====== 本文抜粋 ======

ここから正ケ根谷を渡ることになりますが、まず崩れた路肩
から川床へ飛び降りていきます。そして川を渡りますが、水
量は多くないので、ストックでバランスをとって、飛び石伝
いにわたることが出来ます。ただ、集中豪雨や夕立のときは
水量が増え、渡れない場合があるので十分注意が必要です。
下山時に渡れなくなったら、山中で一夜を明かすことになり
ます。
河原 
河原へ下りる所はこんな所です。
ここを下りて対岸へわたることになります。
剣先 
川の上流(北東)を見ると最奥にピラミダルな美しい山が
見えるでしょう。
これは前山(1350.7m)のほぼ真東にある3等三角点の山 
剣先(1416.4m)です。
山吹の花 
”七重八重花は咲けども山吹の実の一つだになきぞ悲しき”

恵那山の前宮登山道は大変よいコースですが、登山道が十分
整備されていなくて申し訳ありません。

登山口付近の山吹は今が盛りです。

 
崩壊地
恵那山一帯は非常に崩れやすい地質です。必死の砂防工事
にもかかわらず各所で崩壊が起きています。登山道も例外
ではありません。この写真は対東沢の少し手前の崩壊地で、
ここをトラバースすることになります。バランスをくずす
と非常に危険です。ストックなどを使って慎重に渡ってく
ださい。

====== 元データ ======

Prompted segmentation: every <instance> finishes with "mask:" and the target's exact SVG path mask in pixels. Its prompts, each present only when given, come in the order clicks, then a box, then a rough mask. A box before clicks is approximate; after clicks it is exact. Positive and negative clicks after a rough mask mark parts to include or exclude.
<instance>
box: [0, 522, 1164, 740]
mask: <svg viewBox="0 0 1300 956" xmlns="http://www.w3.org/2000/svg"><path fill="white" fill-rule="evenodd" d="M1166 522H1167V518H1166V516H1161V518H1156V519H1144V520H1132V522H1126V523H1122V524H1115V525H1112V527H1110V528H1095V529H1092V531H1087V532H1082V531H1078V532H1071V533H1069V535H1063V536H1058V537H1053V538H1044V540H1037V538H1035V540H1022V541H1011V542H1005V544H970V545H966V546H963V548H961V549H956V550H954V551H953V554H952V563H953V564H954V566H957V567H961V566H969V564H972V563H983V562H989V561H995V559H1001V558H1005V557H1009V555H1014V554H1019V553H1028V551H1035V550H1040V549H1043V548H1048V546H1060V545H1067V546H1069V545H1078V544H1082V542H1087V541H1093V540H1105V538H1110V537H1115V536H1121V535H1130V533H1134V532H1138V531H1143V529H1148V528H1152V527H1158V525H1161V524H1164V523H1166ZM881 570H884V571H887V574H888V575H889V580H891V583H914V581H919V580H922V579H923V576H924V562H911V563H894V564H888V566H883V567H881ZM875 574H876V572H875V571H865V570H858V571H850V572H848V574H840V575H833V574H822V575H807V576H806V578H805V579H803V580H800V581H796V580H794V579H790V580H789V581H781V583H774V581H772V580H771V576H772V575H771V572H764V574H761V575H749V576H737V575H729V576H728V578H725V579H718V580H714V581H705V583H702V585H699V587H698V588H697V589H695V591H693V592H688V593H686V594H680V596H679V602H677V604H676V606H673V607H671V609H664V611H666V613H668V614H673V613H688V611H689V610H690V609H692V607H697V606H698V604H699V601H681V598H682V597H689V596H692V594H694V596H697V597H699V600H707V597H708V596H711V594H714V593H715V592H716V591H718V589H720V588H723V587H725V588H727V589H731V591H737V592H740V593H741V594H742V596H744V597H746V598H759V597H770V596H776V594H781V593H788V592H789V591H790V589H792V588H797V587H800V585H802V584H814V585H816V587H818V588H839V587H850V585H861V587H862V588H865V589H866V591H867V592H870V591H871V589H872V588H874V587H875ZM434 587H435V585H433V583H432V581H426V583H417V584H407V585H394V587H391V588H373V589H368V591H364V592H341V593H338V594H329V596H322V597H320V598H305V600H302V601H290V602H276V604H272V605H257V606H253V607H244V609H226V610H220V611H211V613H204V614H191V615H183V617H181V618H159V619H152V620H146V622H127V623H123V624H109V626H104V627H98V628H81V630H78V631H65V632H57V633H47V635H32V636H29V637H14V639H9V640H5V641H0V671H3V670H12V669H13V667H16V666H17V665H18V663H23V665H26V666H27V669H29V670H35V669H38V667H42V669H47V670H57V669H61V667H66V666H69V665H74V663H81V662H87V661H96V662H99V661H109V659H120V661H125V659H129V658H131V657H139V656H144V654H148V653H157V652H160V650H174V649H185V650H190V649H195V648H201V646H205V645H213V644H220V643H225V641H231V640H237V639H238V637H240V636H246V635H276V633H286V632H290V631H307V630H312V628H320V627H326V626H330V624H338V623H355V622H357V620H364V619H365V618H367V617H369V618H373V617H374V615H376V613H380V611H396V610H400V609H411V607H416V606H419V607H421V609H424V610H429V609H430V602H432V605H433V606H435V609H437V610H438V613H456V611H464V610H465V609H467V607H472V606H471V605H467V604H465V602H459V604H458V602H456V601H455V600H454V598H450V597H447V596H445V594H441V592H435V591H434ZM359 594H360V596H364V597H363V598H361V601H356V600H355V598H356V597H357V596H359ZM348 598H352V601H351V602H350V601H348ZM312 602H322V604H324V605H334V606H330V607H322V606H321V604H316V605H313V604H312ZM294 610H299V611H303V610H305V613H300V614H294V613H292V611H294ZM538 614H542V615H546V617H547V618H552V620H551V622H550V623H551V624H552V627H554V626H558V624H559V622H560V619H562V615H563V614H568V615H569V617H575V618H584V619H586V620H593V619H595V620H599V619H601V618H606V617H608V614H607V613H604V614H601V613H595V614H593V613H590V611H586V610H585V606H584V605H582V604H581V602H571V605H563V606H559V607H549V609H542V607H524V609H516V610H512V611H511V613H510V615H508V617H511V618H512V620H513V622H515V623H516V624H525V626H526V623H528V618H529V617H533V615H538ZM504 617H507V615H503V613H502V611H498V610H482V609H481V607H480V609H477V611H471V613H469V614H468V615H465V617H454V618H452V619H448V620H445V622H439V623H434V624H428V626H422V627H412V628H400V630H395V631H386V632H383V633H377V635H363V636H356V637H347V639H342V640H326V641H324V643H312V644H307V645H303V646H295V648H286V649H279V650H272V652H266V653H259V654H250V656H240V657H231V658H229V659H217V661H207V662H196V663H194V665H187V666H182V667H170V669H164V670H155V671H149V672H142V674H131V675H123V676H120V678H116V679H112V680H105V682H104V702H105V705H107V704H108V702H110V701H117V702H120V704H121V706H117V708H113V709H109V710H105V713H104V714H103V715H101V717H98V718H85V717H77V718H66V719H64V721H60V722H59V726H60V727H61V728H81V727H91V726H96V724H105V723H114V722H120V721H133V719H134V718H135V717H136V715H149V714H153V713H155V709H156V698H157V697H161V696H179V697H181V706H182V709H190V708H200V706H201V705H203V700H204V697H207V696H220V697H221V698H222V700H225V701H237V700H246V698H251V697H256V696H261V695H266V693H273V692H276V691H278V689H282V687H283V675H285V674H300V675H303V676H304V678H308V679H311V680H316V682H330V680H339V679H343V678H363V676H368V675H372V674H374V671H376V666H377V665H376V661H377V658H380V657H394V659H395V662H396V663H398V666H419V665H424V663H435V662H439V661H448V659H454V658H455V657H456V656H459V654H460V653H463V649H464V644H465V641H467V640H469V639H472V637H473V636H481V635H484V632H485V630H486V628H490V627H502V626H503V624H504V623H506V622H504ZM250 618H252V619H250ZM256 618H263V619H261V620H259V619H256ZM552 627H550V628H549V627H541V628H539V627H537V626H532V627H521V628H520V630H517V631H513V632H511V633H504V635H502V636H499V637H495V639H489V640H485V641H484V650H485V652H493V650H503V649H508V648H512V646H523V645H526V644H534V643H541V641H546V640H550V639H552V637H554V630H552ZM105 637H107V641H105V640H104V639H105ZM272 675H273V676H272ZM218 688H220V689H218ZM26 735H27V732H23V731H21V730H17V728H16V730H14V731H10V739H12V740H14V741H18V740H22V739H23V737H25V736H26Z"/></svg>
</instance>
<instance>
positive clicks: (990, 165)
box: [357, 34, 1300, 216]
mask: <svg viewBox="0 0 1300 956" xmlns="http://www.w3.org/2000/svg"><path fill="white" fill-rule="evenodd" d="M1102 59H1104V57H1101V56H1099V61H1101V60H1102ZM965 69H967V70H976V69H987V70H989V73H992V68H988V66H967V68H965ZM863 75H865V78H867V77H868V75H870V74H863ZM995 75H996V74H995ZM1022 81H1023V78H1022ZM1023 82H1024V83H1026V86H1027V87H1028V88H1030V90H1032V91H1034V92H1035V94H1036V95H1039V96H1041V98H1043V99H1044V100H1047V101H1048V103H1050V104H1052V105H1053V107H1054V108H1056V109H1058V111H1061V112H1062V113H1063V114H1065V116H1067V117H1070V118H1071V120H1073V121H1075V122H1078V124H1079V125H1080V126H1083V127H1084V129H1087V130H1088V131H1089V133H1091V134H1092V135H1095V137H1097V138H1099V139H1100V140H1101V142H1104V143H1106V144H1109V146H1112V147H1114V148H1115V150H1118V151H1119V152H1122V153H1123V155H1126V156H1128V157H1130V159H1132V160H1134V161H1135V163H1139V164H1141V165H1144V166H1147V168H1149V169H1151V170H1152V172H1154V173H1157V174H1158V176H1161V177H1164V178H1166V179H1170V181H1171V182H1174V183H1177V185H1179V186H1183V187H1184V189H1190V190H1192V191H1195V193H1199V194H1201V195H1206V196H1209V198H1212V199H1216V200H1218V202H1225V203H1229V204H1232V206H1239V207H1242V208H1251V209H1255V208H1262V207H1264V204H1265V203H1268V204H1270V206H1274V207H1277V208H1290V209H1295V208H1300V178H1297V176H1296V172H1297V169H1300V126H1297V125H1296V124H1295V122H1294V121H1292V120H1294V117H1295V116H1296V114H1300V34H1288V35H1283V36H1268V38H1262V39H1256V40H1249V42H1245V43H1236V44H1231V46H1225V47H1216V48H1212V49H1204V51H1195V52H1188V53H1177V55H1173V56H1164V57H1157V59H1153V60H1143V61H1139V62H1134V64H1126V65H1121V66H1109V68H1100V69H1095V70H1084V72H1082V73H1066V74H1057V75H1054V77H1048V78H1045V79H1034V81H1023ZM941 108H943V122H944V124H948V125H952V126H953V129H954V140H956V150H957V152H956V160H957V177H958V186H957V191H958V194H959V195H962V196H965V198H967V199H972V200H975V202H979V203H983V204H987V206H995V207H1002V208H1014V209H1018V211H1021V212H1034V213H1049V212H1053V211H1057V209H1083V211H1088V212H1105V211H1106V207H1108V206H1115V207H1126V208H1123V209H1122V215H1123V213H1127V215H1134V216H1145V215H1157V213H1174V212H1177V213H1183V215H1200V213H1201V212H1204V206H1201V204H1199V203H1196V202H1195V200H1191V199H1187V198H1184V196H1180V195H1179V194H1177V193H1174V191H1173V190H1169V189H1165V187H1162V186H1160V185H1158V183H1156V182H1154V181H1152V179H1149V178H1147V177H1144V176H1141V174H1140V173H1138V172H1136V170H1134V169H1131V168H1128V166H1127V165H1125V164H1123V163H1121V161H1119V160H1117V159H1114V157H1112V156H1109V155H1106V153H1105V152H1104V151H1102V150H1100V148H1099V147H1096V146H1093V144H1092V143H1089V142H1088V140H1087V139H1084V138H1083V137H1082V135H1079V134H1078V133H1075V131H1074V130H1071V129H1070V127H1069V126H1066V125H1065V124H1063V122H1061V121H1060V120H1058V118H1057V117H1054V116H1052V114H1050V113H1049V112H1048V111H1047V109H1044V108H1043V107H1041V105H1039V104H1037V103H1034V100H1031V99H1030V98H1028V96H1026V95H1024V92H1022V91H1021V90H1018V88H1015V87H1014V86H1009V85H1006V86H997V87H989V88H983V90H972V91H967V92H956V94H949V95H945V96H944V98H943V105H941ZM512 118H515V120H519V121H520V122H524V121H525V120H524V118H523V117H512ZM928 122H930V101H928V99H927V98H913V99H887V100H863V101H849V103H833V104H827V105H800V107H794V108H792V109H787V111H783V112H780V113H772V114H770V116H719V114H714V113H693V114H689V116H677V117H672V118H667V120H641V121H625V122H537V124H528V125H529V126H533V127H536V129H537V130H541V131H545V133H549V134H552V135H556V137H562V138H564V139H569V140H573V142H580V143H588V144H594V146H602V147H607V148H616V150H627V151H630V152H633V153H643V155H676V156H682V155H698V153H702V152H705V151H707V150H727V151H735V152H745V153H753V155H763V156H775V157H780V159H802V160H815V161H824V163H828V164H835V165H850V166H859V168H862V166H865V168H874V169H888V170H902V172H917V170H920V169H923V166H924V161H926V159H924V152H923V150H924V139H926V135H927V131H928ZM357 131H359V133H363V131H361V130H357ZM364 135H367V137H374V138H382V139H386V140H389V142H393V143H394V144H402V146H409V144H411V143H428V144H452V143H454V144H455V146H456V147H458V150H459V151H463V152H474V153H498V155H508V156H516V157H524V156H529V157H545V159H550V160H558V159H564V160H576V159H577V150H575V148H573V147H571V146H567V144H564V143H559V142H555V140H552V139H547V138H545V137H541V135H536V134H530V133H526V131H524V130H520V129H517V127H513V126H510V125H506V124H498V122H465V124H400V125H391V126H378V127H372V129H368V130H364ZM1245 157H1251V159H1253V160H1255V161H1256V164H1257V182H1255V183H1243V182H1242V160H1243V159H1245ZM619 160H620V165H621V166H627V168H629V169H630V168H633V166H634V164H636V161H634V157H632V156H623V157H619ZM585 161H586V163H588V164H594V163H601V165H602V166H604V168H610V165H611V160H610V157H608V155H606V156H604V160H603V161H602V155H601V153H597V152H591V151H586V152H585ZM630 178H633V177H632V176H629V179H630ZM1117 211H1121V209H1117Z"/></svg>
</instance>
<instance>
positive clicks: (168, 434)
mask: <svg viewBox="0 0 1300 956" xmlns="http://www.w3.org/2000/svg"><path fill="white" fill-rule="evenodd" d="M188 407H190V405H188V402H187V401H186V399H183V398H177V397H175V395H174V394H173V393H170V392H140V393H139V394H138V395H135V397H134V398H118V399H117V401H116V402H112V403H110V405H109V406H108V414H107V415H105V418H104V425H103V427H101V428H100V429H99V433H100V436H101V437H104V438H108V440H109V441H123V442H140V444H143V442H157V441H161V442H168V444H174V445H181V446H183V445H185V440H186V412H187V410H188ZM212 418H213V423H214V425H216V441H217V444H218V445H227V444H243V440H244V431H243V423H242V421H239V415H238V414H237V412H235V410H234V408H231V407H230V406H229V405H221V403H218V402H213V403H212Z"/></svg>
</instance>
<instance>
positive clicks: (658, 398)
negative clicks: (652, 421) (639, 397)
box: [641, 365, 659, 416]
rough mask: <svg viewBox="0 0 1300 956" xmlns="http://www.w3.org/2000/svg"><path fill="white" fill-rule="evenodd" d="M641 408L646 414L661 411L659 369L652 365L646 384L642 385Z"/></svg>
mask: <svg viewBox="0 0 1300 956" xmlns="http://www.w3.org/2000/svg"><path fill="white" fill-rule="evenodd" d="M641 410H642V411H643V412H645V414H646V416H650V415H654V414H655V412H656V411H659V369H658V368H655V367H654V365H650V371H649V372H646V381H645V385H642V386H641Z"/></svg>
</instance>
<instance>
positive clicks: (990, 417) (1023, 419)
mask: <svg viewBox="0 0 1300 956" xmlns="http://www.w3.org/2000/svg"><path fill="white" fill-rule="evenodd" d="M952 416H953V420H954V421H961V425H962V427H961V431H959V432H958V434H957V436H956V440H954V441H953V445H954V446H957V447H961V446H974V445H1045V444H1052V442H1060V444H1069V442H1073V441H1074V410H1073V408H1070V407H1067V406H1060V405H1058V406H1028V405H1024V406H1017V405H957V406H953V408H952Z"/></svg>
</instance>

======

取り組む内容>
上にある恵那山の登山道案内から、「ここから正ケ根谷を渡ることになりますが、まず崩れた路肩」から「河原へ下りる所はこんな所です。」に至るまでのすべてを一字一句変えずに書き写すこと。

記述回答>
ここから正ケ根谷を渡ることになりますが、まず崩れた路肩
から川床へ飛び降りていきます。そして川を渡りますが、水
量は多くないので、ストックでバランスをとって、飛び石伝
いにわたることが出来ます。ただ、集中豪雨や夕立のときは
水量が増え、渡れない場合があるので十分注意が必要です。
下山時に渡れなくなったら、山中で一夜を明かすことになり
ます。
河原 
河原へ下りる所はこんな所です。